- [SET EXERCISE]:
Put each of the lines below into a JSON list as its own string, skipping any blank lines. Leave the picture out.

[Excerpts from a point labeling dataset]

╔══

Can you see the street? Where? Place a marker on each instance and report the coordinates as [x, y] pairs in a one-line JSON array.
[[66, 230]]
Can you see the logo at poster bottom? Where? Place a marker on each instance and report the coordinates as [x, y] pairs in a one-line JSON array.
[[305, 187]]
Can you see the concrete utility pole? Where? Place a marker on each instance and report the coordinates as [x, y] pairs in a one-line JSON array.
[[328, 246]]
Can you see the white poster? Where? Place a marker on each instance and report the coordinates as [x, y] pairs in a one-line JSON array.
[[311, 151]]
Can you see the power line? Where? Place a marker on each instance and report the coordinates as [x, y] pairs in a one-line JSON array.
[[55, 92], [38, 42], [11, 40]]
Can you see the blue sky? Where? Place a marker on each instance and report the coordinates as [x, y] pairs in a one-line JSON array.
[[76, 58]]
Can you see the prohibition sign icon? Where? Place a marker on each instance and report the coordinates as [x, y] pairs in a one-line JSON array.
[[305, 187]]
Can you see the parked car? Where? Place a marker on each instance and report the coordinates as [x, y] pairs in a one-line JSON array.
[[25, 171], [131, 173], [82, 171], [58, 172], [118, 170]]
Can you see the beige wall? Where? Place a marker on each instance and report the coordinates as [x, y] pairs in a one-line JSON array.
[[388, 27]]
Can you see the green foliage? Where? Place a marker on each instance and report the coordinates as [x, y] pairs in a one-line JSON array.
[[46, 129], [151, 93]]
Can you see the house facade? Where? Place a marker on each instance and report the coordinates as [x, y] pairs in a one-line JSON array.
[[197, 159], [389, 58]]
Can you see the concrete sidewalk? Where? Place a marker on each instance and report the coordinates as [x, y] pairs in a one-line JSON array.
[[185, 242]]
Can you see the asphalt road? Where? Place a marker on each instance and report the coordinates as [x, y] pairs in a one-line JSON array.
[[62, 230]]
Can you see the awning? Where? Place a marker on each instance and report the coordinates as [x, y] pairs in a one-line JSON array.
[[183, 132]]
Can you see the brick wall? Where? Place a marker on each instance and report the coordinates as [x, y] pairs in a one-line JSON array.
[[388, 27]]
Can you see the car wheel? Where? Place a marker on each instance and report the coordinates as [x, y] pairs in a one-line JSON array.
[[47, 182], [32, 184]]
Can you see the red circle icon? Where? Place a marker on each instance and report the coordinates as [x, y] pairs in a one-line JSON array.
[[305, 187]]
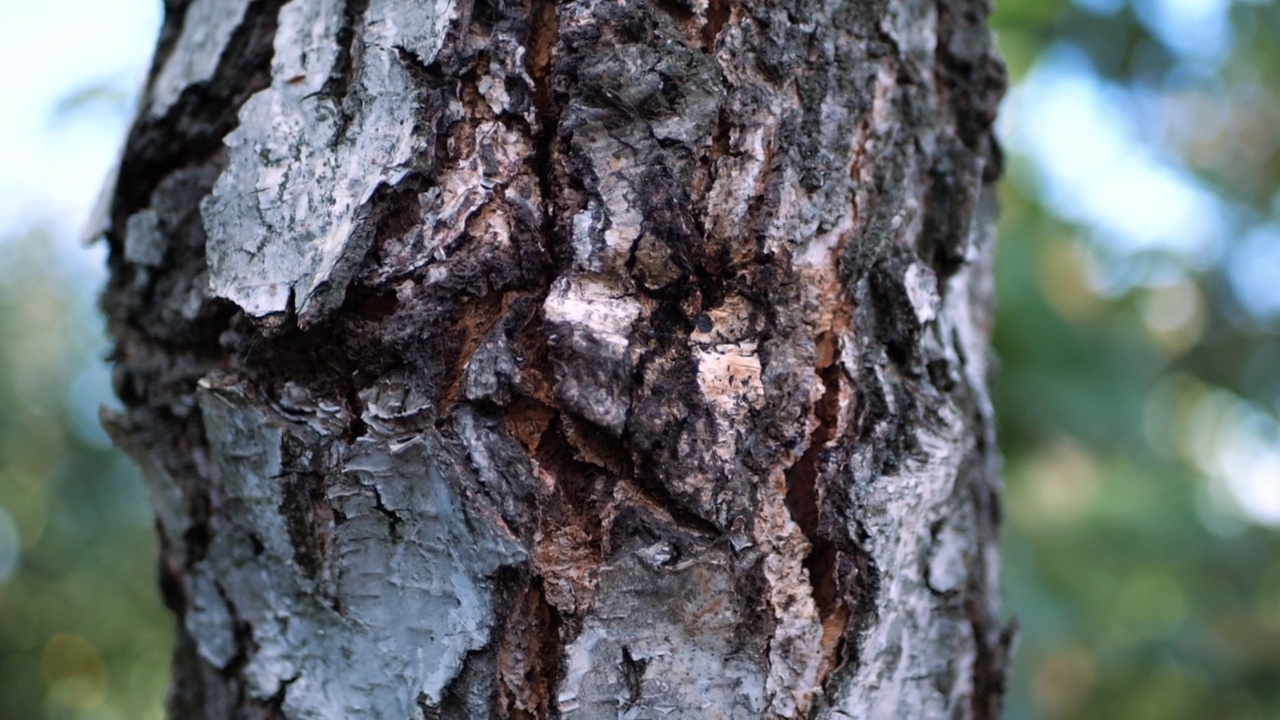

╚══

- [EXERCISE RESULT]:
[
  "Can you see the street? Where? Place a marker on each instance and report the coordinates as [x, y] pairs in a one-line JSON array.",
  "[[66, 230]]",
  "Can you see the logo at poster bottom? Where? Place a marker on each instance and report the coordinates as [x, y] pairs in a one-line JSON array.",
  "[[305, 187]]",
  "Can you see the concrete utility pole? Where? Place a marker on each instance and report the coordinates as [x, y] pairs in a one-line JSON array.",
  "[[328, 246]]",
  "Can you see the white poster? Where? Place a marker on each instance and report the coordinates as [x, y] pairs in a one-line JSON array.",
  "[[311, 151]]",
  "Can you see the power line? Where? Place a marker on each instance and report the coordinates as [x, y] pairs in a one-line JSON array.",
  "[[55, 92], [38, 42], [11, 40]]",
  "Can you see the blue sky? Where? Place a marker on each instance and report the coordinates as [x, y] pairs in a one-line JSON array.",
  "[[76, 58]]",
  "Can you see the prohibition sign icon? Where? Place a marker on each instance and report the coordinates as [x, y] pairs in a one-line JSON array.",
  "[[305, 187]]",
  "Can you see the parked car? Where? Place a marker on each instance and report the coordinates as [x, y] pairs in a one-line JSON array.",
  "[[25, 171], [131, 173], [82, 171], [58, 172], [118, 170]]",
  "Can you see the beige wall? Where? Place a marker on each instance and report the coordinates as [x, y] pairs in a one-line JSON array.",
  "[[388, 27]]",
  "Can you see the green foliage? Where? Place a marker on each instance and report the coordinates as [x, y] pairs in a one-line JSON array.",
  "[[46, 129], [151, 93]]",
  "Can you see the house facade? Where? Place a marker on each instance and report the coordinates as [x, y] pairs in a one-line JSON array.",
  "[[197, 159], [389, 58]]",
  "Can you see the concrete sidewalk? Where? Place a marker on each instance and report the coordinates as [x, y] pairs in a one-line JSON array.",
  "[[185, 242]]",
  "Can you see the asphalt road? Where? Place a marker on each instance and report the coordinates as [x, y] pairs in a one-line JSON array.",
  "[[62, 230]]",
  "Can you see the awning? Where? Place a marker on each instance and report the coordinates as [x, y] pairs in a one-line JSON array.",
  "[[183, 132]]",
  "Can you see the brick wall? Where? Place a marker on each instance and report the coordinates as [x, y] pairs in a one-line JSON array.",
  "[[388, 27]]",
  "Can you see the car wheel? Where? Place a marker on each instance and report the coordinates as [x, y] pairs in a one-line JSON array.",
  "[[47, 182], [32, 184]]",
  "Can you see the red circle icon? Where? Place a marker on each instance and report the coordinates as [x, y] pairs in a one-line JSON array.",
  "[[305, 187]]"
]